Tarefa 1: Reescreva o trecho do texto sobre os motoboys em São Paulo, começando em "Os relatos recolhidos, através" e seguindo até "sítio do coletivo.". Troque "mochila" por "bolsa".
Tarefa 2: No texto sobre os motoboys em São Paulo, a quem se atribui o nome "hibridação" para o processo descrito?
Tarefa 3: Por favor, dê seguimento ao texto sobre os motoboys em São Paulo a partir da última frase apresentada.

Texto de origem:
Esse claro descompasso, que foi observado e delineado durante a realização da
presente pesquisa, entre a antiga e arcaica malha viária e a crescente modernização da cidade
gera o processo que Canclini (2000) chamou de hibridação: um processo que se revela
conflituoso e de difícil solução. É um desafio que a cidade enfrenta depois de ignorar, desde o
início, a presença dos novos atores sociais urbanos que hoje compõem o trânsito da cidade: os
motoboys. Como Canclini alertava, o que é conflituoso é o processo e não o resultado da
hibridação. É o que se pode ver atualmente na cidade de São Paulo: um processo que poderia
ter sido previsto, através dos sinais que a ampliação do mercado de motos apontava,
mercado que se preparara para esse crescimento, e prevenido com a implementação de
políticas públicas de inserção desses agentes no sistema de trânsito de forma segura e
regulamentada, evitando que esse problema se agravasse a ponto de se tornar uma questão de
saúde pública e também uma grave questão sociológica.
Os relatos recolhidos, através das narrativas de vida e acontecimentos, permitem
afirmar que a metodologia escolhida foi importante para a construção desta linha de
raciocínio, sempre visando à solução da questão sobre a apropriação de espaços na metrópole
paulistana. Assim as etnografias realizaram-se tanto com este pesquisador acompanhando os
66
motoboys em suas rotinas diárias, montado na garupa de suas motos, carregando uma mochila
muitas vezes pesada e desengonçada, passando perigosamente em corredores estreitos,
correndo contra o tempo, quanto nas observações cuidadosas dos conteúdos disponíveis no
sítio do coletivo.

Trechos dos registros:
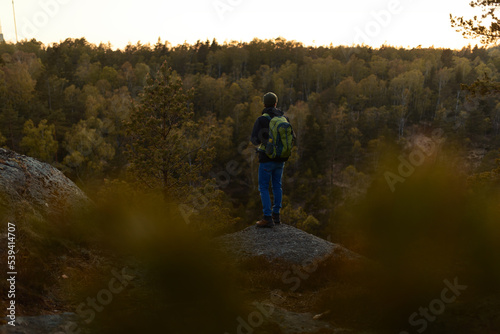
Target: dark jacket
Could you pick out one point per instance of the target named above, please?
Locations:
(260, 133)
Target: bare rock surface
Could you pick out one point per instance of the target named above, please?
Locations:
(282, 242)
(28, 184)
(42, 324)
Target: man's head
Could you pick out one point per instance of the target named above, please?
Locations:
(270, 100)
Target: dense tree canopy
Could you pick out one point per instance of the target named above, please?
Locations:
(347, 105)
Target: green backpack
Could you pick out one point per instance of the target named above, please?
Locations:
(280, 138)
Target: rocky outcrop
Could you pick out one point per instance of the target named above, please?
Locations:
(36, 187)
(282, 242)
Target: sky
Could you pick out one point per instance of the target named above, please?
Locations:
(406, 23)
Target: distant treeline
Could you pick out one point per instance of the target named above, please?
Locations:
(67, 103)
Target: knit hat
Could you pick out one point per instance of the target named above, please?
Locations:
(270, 99)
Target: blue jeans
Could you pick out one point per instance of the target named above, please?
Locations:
(271, 172)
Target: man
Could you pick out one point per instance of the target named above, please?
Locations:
(270, 170)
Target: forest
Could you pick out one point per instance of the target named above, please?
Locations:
(397, 159)
(68, 104)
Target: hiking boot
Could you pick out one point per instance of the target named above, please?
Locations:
(265, 222)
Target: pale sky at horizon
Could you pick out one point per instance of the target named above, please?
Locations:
(406, 23)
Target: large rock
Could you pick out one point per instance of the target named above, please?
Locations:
(37, 188)
(282, 242)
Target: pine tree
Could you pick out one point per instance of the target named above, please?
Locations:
(164, 151)
(39, 142)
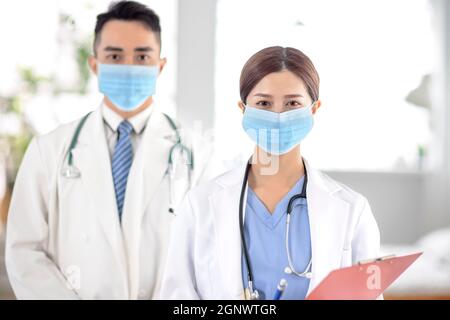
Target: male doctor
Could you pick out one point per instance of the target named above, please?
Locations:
(91, 220)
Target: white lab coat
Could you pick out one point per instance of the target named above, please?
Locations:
(204, 259)
(64, 239)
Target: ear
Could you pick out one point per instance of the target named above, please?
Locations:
(316, 106)
(241, 106)
(92, 61)
(162, 64)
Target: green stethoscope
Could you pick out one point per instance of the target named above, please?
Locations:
(72, 172)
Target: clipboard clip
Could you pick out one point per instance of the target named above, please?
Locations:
(376, 259)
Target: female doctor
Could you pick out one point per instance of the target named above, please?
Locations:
(275, 220)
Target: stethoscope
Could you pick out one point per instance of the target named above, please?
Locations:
(252, 293)
(70, 171)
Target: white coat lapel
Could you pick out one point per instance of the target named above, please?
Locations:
(225, 206)
(147, 171)
(91, 156)
(328, 217)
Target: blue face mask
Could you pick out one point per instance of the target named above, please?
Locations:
(277, 133)
(127, 86)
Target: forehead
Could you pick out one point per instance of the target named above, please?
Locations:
(127, 35)
(284, 82)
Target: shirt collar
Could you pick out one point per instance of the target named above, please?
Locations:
(138, 121)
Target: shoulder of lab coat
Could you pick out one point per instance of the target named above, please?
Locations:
(26, 242)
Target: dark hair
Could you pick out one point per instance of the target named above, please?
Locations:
(275, 59)
(128, 11)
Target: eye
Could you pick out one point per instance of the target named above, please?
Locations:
(294, 104)
(114, 57)
(263, 103)
(143, 58)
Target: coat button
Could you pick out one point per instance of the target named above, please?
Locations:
(142, 294)
(85, 237)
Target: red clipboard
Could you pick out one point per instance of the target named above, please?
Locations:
(366, 280)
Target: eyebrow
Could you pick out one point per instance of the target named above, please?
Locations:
(264, 95)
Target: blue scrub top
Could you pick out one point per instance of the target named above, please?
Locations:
(265, 237)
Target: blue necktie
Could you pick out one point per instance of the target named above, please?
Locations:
(121, 163)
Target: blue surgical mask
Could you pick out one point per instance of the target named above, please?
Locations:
(127, 86)
(277, 133)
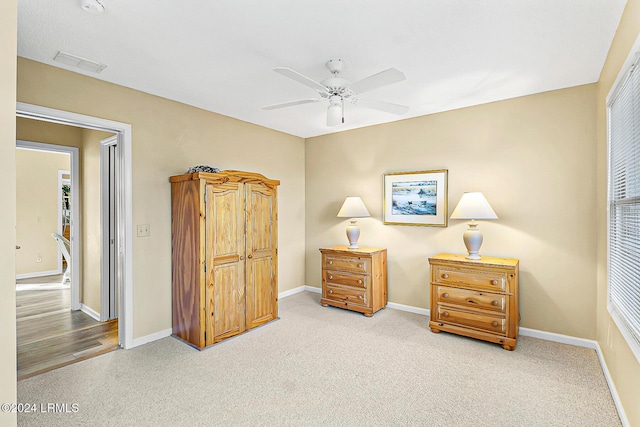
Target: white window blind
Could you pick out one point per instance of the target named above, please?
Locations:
(624, 206)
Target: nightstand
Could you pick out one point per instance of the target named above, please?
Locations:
(475, 298)
(355, 279)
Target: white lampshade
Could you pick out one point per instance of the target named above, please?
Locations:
(473, 205)
(353, 208)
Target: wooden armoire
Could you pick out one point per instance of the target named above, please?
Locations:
(224, 253)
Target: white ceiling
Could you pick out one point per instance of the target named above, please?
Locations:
(219, 55)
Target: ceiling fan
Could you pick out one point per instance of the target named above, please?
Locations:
(337, 90)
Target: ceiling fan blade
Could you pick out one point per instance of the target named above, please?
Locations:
(288, 72)
(387, 107)
(289, 104)
(383, 78)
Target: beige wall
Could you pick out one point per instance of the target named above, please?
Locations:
(168, 137)
(623, 366)
(8, 43)
(37, 209)
(534, 159)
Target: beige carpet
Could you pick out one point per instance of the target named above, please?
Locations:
(326, 366)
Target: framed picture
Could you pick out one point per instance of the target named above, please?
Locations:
(416, 198)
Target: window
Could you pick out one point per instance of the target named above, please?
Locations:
(623, 134)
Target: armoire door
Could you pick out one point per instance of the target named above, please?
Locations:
(262, 252)
(225, 263)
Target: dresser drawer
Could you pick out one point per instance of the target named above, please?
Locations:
(482, 321)
(356, 265)
(491, 280)
(349, 295)
(471, 298)
(345, 279)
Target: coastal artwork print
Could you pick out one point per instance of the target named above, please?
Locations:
(416, 198)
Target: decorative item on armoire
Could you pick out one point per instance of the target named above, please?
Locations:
(202, 168)
(353, 207)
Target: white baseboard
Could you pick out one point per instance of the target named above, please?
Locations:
(90, 312)
(149, 338)
(562, 339)
(38, 274)
(409, 308)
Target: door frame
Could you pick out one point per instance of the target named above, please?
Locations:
(106, 176)
(61, 182)
(76, 258)
(124, 193)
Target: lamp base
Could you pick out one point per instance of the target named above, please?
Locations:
(353, 234)
(473, 240)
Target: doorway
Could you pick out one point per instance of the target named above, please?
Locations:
(122, 196)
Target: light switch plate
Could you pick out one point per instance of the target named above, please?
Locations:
(144, 230)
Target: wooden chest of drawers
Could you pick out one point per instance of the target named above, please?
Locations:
(355, 279)
(478, 298)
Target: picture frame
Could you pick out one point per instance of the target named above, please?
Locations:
(416, 198)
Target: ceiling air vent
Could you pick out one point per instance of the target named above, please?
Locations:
(76, 61)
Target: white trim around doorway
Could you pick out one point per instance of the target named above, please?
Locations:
(75, 210)
(125, 227)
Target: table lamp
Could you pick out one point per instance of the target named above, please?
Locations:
(353, 208)
(473, 206)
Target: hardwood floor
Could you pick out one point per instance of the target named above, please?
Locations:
(50, 335)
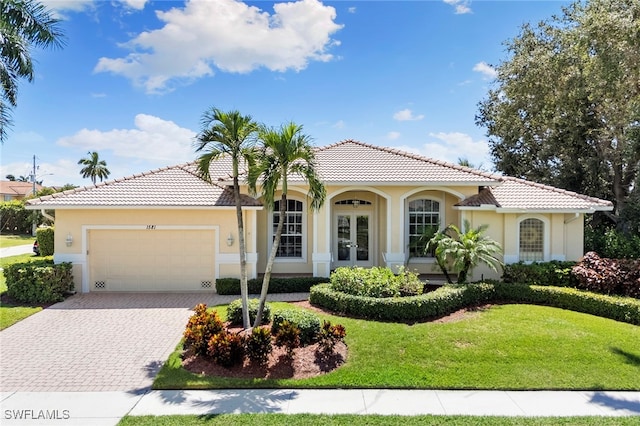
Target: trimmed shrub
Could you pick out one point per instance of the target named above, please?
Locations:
(624, 309)
(330, 335)
(554, 273)
(45, 237)
(202, 325)
(226, 349)
(375, 282)
(259, 345)
(450, 298)
(307, 322)
(14, 218)
(39, 282)
(288, 335)
(608, 276)
(234, 312)
(231, 286)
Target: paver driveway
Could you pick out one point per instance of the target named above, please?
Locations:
(97, 342)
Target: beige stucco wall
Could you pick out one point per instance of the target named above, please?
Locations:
(77, 223)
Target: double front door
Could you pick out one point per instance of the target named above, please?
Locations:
(352, 239)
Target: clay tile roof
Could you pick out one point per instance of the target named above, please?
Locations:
(352, 161)
(482, 198)
(522, 194)
(175, 186)
(519, 194)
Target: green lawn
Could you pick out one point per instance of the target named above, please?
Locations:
(504, 347)
(15, 240)
(11, 313)
(366, 420)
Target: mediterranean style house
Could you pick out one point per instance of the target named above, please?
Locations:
(168, 230)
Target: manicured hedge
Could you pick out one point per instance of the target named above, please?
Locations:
(45, 237)
(451, 298)
(231, 286)
(555, 273)
(39, 281)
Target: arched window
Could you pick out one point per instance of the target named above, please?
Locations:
(531, 236)
(424, 221)
(291, 241)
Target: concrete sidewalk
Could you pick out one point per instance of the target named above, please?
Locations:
(107, 408)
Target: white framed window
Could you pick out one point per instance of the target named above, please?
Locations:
(292, 240)
(424, 218)
(531, 237)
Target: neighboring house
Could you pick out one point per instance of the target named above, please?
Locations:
(14, 190)
(168, 230)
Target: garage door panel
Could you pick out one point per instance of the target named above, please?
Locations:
(155, 260)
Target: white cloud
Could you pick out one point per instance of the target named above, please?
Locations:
(454, 145)
(461, 6)
(486, 70)
(152, 139)
(135, 4)
(339, 124)
(407, 115)
(228, 35)
(393, 135)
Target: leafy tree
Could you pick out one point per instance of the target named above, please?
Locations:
(285, 151)
(233, 134)
(566, 106)
(465, 250)
(94, 168)
(23, 24)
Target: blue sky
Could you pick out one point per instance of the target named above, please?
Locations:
(136, 76)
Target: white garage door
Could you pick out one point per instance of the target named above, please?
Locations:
(151, 260)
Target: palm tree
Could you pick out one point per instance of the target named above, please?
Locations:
(467, 249)
(233, 134)
(94, 167)
(285, 151)
(23, 24)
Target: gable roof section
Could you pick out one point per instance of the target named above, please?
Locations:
(176, 186)
(518, 194)
(356, 162)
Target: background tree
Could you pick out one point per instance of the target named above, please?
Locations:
(23, 24)
(233, 134)
(94, 167)
(565, 109)
(285, 151)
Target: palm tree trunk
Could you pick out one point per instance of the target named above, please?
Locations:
(244, 287)
(272, 258)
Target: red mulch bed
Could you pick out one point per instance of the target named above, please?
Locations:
(307, 361)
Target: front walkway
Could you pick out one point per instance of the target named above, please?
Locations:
(99, 342)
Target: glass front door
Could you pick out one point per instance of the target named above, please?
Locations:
(352, 243)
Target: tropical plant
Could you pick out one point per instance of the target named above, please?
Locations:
(285, 151)
(465, 250)
(23, 24)
(94, 167)
(229, 134)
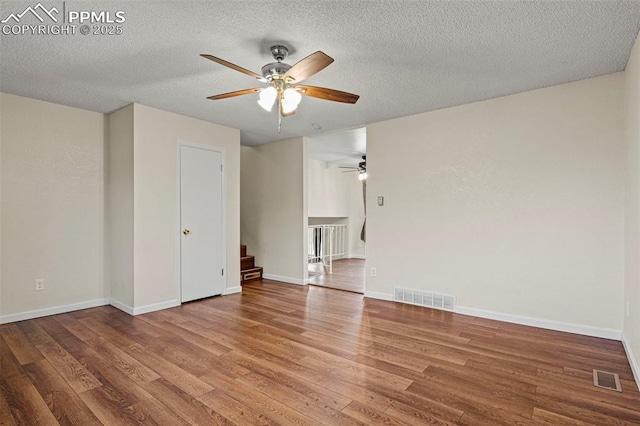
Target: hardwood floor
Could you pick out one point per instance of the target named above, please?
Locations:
(286, 354)
(348, 275)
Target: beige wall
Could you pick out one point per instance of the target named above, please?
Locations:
(631, 330)
(120, 205)
(273, 207)
(332, 193)
(52, 207)
(514, 205)
(156, 222)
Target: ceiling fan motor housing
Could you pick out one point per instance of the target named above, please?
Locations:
(275, 68)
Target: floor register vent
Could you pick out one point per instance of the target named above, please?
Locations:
(606, 380)
(423, 298)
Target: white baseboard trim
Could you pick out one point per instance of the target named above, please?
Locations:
(633, 361)
(605, 333)
(144, 309)
(52, 311)
(156, 307)
(284, 279)
(232, 290)
(380, 296)
(122, 306)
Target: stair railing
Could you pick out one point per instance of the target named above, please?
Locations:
(327, 242)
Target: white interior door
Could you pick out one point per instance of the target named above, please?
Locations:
(201, 227)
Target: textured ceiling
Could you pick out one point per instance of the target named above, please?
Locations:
(344, 148)
(401, 57)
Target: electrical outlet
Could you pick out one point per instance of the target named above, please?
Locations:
(39, 284)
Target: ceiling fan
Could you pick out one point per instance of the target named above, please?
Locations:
(361, 169)
(283, 82)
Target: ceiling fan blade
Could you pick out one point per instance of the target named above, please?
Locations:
(233, 66)
(232, 94)
(308, 66)
(328, 94)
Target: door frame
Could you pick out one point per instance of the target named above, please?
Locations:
(178, 227)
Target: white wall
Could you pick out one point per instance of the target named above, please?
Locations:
(274, 207)
(120, 205)
(514, 205)
(334, 194)
(52, 206)
(156, 224)
(631, 330)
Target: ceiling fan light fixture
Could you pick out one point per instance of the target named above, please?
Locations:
(267, 98)
(290, 100)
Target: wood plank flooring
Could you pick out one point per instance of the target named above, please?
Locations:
(348, 275)
(285, 354)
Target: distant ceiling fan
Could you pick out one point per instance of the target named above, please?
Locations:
(283, 81)
(361, 169)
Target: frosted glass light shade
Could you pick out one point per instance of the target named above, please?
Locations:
(267, 98)
(290, 100)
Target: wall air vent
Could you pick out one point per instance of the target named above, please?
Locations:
(424, 298)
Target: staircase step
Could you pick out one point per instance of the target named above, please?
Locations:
(247, 262)
(251, 274)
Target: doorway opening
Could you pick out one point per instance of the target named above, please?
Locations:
(336, 184)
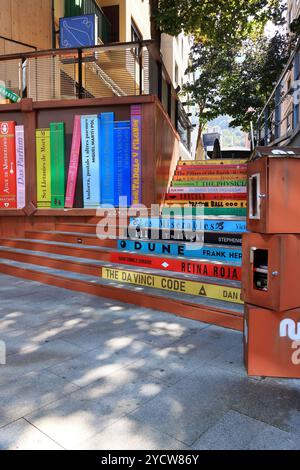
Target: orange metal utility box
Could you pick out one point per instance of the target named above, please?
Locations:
(274, 190)
(272, 342)
(271, 271)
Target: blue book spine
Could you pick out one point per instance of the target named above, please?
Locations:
(213, 225)
(106, 121)
(90, 161)
(122, 149)
(180, 249)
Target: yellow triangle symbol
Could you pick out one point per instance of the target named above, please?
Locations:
(203, 291)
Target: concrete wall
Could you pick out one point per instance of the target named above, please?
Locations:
(175, 52)
(136, 10)
(28, 21)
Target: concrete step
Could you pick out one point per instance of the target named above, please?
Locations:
(212, 311)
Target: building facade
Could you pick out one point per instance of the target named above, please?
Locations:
(279, 122)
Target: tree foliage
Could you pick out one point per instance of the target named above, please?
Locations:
(234, 66)
(253, 78)
(216, 21)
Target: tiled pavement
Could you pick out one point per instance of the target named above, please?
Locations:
(89, 373)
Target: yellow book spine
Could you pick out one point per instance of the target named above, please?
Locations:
(43, 168)
(212, 291)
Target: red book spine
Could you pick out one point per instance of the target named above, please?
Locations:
(213, 168)
(210, 172)
(200, 268)
(204, 197)
(8, 185)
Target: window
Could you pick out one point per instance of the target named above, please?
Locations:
(135, 37)
(135, 34)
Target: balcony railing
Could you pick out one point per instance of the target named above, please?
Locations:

Resposta escrita 1:
Os relatos recolhidos, através das narrativas de vida e acontecimentos, permitem
afirmar que a metodologia escolhida foi importante para a construção desta linha de
raciocínio, sempre visando à solução da questão sobre a apropriação de espaços na metrópole
paulistana. Assim as etnografias realizaram-se tanto com este pesquisador acompanhando os
66
motoboys em suas rotinas diárias, montado na garupa de suas motos, carregando uma bolsa
muitas vezes pesada e desengonçada, passando perigosamente em corredores estreitos,
correndo contra o tempo, quanto nas observações cuidadosas dos conteúdos disponíveis no
sítio do coletivo.

Resposta escrita 2: A Canclini (2000).

Resposta escrita 3:
Um dos fatos interessantes observados durante as etnografias foi a solidão inerente à
profissão. Ao final do dia, depois de acompanhar o motoboy em sua jornada, eu pagava um
tanque cheio de gasolina, como forma de agradecimento à contribuição prestada com
participação na pesquisa, e, muitas vezes, na despedida, o entrevistado agradecia a
companhia. Essa solidão podia ser amenizada nos momentos em que eles paravam para
enviar, pelo celular, as fotos via MMS para a página da Internet. Esse era um momento em
que se identificavam com uma comunidade, momento em que estavam prestando algum
serviço em prol da categoria, ou, simplesmente, em prol de si mesmos, a partir do qual fariam
contato com outras pessoas que iriam ver, ouvir e ler suas mensagens, pessoas de qualquer
parte do mundo. Lemos (2002) analisa essa formação de comunidades virtuais e agregações
como forma de combater o isolamento moderno, baseada na empatia, que também é analisada
por Williams (1990) como a solidão em meio à multidão.
Observou-se, durante esta pesquisa, que os motoboys de outras localidades, outros
Estados, sentem-se até mesmo inferiorizados, mais esquecidos em relação aos motoboys da
cidade de São Paulo. São postadas mensagens na página do fórum do sítio do Canal Motoboy
em sítios de comunidades virtuais diversas relacionadas a motoboys e em jornais da categoria
que clamam por espaço nesta pauta dominada pontualmente pela questão paulistana. Abre-se
assim, um ponto de partida para futuros estudos importantes sobre esta categoria.
Apesar disso, São Paulo mantém-se como referência de atuação política ligada aos
motoboys. Por exemplo, identificou-se que a regulamentação da função do motofretista
ocorrida em São Paulo, no ano de 2007, determinou o modelo de exigências para municípios
como Belo Horizonte e Campinas, mesmo sendo o modelo original proposto altamente
questionado pelos motoboys entrevistados, que demonstravam descontentamento, apesar de
afirmarem que a falta de regulamentação prejudicava ainda mais a categoria.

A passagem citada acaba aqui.